What is being asked: Transcribe the listing below from its opening line up to and including the line that contains "box: [1006, 652, 1200, 684]"; reproduce nothing else.

***** Dataset content *****

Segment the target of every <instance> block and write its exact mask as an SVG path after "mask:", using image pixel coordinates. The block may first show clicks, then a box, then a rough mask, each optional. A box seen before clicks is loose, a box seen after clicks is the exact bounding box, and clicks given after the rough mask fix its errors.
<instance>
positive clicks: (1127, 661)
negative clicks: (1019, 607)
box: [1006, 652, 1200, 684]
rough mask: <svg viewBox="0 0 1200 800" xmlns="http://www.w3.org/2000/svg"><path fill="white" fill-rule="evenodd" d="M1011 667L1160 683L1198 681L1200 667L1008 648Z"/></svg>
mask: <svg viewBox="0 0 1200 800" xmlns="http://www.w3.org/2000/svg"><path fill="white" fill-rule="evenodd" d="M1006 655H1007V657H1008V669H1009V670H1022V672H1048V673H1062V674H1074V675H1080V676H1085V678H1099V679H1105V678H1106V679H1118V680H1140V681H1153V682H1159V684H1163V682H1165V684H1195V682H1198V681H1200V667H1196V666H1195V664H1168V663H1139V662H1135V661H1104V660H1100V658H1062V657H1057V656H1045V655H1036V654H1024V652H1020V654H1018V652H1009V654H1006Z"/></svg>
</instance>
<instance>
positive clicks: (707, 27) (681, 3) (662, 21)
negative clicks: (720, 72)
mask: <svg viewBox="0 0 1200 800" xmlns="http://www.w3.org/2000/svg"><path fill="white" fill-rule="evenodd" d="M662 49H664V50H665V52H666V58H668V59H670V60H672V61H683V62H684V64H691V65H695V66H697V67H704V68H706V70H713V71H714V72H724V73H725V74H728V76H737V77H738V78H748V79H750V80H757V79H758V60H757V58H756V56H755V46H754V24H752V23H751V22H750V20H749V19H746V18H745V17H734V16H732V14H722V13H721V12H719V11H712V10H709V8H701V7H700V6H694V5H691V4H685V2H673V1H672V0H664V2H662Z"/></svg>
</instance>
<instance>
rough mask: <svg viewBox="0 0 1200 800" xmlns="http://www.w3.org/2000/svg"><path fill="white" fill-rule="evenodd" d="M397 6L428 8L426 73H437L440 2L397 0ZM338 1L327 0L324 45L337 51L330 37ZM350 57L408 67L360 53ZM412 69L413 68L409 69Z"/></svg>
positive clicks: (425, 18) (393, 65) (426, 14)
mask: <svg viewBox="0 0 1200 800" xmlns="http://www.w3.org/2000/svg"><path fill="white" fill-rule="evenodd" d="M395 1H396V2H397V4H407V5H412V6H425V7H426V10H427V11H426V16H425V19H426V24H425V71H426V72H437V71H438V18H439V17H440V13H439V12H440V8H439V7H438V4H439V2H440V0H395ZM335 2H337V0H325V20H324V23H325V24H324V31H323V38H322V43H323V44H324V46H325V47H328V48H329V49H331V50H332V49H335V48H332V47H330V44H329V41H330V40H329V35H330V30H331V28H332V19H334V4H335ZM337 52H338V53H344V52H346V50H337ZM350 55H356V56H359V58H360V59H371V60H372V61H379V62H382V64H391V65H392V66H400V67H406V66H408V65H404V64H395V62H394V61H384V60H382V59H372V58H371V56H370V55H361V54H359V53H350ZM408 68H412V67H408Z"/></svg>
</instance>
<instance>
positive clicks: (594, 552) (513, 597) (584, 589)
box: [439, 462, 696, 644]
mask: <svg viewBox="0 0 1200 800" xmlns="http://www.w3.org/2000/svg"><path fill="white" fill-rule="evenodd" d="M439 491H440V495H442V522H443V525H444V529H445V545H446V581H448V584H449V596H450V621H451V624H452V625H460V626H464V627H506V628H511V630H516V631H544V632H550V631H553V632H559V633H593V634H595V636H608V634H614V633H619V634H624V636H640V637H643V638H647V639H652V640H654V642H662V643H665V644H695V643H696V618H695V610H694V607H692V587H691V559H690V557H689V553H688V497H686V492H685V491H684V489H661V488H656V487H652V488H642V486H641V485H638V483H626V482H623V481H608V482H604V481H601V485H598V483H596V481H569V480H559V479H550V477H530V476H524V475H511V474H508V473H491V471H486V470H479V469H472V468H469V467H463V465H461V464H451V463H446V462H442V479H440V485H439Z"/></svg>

*****

Answer section:
Segment the target of every <instance> block and write its exact mask as an SVG path after "mask:", using image pixel coordinates. The block may first show clicks, then a box, then a rough mask, each optional. A box seen before clicks is loose, a box seen after clicks is the exact bounding box, and clicks given after the rough mask fix its errors.
<instance>
positive clicks: (1127, 661)
negative clicks: (1019, 607)
box: [1006, 652, 1200, 684]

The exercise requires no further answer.